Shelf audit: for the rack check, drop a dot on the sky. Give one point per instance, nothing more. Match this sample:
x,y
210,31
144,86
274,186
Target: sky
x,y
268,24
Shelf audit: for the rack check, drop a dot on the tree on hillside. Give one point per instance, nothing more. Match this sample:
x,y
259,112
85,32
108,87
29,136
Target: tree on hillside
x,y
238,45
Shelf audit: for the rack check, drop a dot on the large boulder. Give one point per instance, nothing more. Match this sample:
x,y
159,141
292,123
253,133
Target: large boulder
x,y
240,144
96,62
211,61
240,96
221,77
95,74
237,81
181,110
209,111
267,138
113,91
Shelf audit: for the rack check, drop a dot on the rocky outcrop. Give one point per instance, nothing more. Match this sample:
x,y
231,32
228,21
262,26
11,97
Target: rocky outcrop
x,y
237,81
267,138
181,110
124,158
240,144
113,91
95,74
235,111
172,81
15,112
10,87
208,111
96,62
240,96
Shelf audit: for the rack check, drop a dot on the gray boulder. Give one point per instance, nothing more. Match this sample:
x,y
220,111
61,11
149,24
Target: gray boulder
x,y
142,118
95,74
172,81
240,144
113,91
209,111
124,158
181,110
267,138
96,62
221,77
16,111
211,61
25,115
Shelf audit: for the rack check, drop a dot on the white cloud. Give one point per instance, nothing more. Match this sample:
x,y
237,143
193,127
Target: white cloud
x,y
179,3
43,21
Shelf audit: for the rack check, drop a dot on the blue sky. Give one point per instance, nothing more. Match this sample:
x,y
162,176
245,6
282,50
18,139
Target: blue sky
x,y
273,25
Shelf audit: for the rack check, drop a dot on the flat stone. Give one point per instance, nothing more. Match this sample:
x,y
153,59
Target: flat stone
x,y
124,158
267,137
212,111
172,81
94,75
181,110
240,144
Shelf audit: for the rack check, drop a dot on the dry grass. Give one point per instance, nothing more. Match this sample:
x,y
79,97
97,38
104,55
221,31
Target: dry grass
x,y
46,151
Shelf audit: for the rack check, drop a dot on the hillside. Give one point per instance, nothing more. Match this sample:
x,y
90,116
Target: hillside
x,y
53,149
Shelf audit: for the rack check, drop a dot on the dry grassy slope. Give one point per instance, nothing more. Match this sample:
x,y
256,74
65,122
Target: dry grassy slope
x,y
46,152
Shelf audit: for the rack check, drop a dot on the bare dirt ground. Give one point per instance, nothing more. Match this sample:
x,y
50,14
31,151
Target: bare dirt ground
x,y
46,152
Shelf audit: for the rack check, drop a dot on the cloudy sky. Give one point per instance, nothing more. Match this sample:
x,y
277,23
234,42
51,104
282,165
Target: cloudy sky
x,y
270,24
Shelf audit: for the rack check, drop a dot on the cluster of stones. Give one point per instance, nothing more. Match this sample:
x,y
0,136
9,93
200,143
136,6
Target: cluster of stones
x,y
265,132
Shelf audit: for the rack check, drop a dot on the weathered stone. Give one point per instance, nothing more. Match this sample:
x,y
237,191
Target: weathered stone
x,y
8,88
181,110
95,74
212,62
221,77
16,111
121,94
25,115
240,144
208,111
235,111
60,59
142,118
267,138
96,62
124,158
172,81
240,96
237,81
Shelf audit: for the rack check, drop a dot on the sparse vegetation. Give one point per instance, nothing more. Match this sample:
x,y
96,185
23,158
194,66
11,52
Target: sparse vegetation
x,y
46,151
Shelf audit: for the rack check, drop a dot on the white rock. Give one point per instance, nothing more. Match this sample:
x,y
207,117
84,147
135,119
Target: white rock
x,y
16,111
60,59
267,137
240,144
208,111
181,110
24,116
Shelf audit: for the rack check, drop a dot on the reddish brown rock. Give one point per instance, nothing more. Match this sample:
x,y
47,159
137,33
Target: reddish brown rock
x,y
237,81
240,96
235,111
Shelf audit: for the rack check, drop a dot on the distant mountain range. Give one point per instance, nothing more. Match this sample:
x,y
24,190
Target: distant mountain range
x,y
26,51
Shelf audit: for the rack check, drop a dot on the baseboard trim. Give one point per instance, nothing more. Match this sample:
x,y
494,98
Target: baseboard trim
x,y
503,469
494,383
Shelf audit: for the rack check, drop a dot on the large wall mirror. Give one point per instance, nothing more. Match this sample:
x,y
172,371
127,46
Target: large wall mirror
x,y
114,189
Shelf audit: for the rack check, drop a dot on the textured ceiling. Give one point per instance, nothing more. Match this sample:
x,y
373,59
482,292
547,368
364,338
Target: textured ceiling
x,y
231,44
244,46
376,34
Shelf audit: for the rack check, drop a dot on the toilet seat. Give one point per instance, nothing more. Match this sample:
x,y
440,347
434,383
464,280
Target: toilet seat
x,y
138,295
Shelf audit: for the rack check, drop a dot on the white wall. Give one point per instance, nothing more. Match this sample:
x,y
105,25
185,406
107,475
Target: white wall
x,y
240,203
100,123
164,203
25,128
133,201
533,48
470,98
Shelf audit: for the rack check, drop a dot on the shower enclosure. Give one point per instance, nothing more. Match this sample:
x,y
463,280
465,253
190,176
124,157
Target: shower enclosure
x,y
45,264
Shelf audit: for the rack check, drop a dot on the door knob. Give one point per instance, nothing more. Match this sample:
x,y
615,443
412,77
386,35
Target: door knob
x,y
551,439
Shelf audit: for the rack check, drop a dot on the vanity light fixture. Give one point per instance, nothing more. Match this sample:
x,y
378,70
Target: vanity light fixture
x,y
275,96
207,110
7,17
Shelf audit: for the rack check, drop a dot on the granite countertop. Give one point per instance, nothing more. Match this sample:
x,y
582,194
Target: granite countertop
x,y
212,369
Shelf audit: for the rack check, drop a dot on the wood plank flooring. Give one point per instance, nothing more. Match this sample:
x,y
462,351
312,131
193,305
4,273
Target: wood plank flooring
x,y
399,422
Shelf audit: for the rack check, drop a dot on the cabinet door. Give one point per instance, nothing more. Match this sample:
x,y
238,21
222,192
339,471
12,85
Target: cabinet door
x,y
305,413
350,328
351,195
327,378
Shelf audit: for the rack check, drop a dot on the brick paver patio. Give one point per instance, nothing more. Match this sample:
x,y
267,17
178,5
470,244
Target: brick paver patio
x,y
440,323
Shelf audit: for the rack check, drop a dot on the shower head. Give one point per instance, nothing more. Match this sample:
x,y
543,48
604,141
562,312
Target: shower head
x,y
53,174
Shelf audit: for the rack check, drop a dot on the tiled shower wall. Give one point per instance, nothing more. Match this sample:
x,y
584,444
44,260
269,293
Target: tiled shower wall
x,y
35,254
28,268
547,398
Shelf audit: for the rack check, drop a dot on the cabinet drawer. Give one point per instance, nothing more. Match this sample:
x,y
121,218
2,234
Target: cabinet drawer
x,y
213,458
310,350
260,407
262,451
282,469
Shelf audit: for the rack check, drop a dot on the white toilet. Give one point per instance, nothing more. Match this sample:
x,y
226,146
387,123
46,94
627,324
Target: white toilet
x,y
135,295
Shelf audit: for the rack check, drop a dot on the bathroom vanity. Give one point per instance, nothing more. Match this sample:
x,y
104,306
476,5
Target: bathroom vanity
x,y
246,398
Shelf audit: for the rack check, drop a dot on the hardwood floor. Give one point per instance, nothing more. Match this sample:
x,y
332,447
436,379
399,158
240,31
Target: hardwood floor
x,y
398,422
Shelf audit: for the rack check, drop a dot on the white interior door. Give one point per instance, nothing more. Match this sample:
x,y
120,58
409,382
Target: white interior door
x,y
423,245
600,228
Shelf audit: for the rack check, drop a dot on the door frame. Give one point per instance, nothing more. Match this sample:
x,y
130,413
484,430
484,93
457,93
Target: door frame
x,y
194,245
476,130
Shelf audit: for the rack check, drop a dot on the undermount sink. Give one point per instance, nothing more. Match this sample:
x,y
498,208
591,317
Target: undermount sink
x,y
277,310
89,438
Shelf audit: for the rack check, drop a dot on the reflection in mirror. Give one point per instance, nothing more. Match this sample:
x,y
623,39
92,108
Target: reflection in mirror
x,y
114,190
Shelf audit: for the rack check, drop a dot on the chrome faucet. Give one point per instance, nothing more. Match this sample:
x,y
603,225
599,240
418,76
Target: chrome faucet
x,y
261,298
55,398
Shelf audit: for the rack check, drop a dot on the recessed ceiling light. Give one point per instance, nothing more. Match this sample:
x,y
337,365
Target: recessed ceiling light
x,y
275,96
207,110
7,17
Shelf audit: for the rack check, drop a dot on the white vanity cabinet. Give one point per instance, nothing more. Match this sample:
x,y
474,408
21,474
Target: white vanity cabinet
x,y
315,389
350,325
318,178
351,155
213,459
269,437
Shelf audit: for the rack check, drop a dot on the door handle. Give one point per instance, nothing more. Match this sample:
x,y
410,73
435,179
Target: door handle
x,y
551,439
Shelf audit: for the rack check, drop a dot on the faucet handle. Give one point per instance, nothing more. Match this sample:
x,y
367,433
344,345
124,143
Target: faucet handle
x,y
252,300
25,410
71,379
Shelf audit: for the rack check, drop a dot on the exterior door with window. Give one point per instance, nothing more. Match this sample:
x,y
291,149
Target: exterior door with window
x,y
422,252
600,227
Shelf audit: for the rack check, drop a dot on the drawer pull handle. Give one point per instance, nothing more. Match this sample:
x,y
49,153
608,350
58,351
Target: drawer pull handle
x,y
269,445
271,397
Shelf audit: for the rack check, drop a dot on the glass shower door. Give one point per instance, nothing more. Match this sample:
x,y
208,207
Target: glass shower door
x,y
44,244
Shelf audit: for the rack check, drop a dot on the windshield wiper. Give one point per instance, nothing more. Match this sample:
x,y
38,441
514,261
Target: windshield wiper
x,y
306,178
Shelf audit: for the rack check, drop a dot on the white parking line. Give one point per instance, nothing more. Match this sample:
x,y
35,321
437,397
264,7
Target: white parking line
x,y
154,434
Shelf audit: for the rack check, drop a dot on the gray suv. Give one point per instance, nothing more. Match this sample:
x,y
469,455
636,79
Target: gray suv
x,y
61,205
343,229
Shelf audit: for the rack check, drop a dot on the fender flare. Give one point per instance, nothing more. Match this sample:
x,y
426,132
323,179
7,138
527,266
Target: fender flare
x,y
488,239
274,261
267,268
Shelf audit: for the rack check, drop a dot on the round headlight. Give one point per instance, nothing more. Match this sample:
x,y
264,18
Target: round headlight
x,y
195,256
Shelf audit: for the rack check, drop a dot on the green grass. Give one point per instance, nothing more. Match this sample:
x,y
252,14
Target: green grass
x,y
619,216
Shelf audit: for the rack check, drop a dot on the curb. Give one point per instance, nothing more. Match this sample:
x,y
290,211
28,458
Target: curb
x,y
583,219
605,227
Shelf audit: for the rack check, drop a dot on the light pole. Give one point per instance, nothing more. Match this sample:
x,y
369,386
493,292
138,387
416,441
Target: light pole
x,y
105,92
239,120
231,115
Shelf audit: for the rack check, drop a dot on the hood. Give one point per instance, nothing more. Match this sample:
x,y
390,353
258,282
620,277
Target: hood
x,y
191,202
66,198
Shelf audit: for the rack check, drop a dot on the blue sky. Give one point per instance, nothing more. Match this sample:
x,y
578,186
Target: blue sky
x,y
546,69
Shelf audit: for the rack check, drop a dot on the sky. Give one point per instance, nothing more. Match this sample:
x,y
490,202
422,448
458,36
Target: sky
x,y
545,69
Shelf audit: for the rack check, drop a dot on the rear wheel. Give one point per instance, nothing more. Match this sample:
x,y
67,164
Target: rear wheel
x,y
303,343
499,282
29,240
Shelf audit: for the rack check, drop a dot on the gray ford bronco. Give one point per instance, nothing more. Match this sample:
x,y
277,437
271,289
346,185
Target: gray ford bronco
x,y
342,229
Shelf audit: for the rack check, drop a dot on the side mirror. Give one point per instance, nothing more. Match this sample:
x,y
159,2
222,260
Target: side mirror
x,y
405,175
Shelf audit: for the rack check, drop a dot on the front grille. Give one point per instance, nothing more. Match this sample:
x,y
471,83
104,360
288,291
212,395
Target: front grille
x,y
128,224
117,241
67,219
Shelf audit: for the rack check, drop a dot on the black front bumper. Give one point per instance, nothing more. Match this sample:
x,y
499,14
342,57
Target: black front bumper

» Exercise aim: Return unchanged every line from the one containing "on the black" through the end of the rows, with both ends included.

» Exercise response:
Shelf audit: for the rack check, drop a dot on the black front bumper. Give one point per instance, nothing more. Match this sample:
x,y
499,14
342,57
Target: black front bumper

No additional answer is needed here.